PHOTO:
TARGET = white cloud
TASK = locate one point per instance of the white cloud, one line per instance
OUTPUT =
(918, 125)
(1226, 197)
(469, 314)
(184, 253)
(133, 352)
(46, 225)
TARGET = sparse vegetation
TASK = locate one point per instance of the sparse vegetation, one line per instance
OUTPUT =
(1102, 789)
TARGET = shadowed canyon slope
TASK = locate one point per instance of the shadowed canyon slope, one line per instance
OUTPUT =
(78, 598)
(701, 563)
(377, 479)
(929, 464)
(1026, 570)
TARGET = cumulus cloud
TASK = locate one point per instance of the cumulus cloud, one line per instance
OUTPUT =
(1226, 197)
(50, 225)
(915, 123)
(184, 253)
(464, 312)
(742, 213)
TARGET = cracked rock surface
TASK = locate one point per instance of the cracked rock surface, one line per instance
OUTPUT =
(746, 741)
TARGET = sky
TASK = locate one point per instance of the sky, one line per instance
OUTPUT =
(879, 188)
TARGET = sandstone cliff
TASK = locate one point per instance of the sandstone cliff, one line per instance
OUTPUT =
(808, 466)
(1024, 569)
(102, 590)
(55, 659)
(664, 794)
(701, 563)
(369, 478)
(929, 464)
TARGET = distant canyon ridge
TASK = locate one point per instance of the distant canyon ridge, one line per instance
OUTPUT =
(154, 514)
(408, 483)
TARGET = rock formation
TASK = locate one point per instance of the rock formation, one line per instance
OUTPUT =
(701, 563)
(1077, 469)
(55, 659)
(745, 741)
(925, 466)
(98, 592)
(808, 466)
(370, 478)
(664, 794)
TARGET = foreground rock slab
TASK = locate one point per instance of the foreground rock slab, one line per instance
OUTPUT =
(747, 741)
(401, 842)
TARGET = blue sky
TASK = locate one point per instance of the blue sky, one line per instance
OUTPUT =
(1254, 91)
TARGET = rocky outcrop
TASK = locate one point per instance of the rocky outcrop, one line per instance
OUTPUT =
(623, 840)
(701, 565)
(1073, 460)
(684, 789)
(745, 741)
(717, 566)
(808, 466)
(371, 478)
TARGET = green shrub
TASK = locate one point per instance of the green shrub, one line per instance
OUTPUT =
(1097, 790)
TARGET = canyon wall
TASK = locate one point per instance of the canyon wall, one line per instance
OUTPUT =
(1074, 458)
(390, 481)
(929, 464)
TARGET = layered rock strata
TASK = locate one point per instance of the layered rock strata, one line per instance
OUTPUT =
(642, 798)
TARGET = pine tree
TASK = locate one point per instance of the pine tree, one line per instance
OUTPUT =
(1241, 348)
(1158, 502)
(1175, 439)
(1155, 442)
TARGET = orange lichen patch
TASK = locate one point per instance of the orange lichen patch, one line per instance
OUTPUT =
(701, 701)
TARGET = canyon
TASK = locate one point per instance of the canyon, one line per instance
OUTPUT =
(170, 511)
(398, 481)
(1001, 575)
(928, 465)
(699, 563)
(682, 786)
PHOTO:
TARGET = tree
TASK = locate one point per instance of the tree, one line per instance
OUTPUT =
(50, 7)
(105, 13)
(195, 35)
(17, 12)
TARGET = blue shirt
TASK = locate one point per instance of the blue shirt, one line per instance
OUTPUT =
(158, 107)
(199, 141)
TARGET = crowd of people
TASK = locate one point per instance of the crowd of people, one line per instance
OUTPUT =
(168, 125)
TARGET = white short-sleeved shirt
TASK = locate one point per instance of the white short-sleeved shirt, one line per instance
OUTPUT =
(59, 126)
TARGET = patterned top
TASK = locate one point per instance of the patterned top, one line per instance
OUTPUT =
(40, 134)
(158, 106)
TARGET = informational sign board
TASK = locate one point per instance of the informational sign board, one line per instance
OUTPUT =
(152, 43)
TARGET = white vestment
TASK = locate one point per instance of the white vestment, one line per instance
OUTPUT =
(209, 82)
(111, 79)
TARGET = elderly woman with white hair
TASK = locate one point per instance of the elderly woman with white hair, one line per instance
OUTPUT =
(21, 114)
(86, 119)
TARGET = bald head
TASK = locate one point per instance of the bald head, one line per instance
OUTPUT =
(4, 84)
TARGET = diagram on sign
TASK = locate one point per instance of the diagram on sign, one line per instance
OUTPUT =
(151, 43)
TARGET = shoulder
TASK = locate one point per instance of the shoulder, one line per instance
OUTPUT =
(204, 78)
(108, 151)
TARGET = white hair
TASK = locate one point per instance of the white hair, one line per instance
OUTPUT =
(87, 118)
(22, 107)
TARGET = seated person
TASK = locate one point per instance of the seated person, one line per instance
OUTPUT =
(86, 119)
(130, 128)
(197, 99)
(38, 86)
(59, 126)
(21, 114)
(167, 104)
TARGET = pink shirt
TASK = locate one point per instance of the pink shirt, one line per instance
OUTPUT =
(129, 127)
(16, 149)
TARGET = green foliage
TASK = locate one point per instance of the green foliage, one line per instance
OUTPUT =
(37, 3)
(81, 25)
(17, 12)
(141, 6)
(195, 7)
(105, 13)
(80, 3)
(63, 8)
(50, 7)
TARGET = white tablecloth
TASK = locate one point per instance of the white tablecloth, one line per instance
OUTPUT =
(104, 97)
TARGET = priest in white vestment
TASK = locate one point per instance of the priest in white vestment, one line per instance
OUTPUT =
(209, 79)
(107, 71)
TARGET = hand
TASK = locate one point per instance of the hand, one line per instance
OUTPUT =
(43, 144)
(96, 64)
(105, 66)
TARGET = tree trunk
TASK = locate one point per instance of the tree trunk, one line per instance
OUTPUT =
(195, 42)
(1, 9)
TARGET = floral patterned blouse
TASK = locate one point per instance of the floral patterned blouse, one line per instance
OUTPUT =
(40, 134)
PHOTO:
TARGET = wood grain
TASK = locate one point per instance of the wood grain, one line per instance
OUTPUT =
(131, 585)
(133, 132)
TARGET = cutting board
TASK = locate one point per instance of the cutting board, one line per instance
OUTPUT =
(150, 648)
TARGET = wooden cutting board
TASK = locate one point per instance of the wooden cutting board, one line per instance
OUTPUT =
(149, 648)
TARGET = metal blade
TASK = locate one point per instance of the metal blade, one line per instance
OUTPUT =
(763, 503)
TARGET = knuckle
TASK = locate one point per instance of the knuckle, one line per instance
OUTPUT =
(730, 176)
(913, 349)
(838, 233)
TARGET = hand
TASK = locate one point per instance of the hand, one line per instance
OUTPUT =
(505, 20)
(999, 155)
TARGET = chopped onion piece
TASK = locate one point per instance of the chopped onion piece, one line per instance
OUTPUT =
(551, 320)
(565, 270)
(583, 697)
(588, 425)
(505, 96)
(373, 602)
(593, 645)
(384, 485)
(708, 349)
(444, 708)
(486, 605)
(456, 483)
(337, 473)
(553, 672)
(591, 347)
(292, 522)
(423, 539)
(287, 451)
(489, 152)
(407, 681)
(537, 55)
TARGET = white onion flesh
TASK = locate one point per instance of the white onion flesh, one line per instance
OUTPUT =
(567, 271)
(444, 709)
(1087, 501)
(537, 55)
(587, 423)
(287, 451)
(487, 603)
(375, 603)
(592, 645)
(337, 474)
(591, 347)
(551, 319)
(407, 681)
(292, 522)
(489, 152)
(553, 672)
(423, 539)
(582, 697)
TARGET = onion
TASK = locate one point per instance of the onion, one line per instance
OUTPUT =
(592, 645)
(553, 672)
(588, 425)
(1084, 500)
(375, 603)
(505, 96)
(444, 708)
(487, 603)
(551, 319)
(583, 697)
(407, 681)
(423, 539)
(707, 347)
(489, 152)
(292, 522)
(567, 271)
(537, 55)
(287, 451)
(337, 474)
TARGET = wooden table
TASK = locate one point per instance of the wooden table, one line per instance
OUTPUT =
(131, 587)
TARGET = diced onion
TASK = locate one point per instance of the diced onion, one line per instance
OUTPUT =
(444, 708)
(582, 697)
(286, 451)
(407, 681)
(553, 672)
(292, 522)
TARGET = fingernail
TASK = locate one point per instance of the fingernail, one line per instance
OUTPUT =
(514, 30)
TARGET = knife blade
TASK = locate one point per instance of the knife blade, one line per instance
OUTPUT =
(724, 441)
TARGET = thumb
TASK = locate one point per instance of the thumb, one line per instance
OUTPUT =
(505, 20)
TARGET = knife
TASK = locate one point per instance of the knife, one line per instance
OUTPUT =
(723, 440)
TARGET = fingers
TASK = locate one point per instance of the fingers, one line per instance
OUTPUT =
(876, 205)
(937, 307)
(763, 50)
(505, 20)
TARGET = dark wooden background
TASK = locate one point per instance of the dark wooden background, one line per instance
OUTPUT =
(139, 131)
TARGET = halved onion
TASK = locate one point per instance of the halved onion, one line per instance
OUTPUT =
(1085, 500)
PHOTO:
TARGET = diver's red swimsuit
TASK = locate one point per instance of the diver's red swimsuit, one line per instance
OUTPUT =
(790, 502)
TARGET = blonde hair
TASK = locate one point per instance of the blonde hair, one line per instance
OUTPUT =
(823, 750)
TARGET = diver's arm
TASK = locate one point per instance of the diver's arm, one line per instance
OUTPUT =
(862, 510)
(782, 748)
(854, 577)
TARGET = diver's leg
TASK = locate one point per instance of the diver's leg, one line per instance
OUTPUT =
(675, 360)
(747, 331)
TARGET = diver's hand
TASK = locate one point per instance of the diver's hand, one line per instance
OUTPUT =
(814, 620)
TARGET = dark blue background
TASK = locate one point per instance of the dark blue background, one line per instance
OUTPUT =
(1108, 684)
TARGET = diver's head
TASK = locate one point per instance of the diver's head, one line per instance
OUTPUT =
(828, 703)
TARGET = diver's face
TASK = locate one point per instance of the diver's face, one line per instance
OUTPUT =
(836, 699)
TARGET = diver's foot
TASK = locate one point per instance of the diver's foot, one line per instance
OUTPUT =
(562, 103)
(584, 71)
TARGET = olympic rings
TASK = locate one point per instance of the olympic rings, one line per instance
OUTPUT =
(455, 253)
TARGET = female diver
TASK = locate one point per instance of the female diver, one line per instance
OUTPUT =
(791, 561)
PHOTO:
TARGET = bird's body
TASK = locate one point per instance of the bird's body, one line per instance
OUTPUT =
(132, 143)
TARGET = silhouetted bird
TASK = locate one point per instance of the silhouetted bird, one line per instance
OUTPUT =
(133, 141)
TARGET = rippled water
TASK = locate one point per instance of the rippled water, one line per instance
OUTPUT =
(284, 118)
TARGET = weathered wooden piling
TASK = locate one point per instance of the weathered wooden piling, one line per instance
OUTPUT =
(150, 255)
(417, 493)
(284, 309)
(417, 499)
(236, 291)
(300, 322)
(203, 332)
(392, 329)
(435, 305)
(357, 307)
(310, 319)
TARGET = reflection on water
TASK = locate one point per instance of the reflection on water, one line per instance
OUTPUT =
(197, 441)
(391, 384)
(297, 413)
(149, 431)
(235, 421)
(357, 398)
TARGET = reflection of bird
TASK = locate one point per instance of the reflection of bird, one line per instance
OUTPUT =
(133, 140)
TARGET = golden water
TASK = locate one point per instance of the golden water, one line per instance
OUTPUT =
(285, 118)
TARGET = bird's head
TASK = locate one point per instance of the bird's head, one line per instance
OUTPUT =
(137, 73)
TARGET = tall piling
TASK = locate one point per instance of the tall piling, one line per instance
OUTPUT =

________________________

TASK PROMPT: Reproduce the entries from the beginning through the line containing "(1102, 789)", inclusive, substituting "pale cloud" for every occurrence of "white cloud" and leaving all else unchanged.

RESPONSE TO THIS EXERCISE:
PHOTO:
TARGET = pale cloud
TASK = locate one point per instance of the pale cloud, one line per instance
OUTPUT =
(918, 125)
(1226, 197)
(469, 314)
(184, 253)
(133, 352)
(46, 225)
TARGET = sparse vegetation
TASK = locate one point per instance of the sparse vegetation, one line per instance
OUTPUT =
(1102, 789)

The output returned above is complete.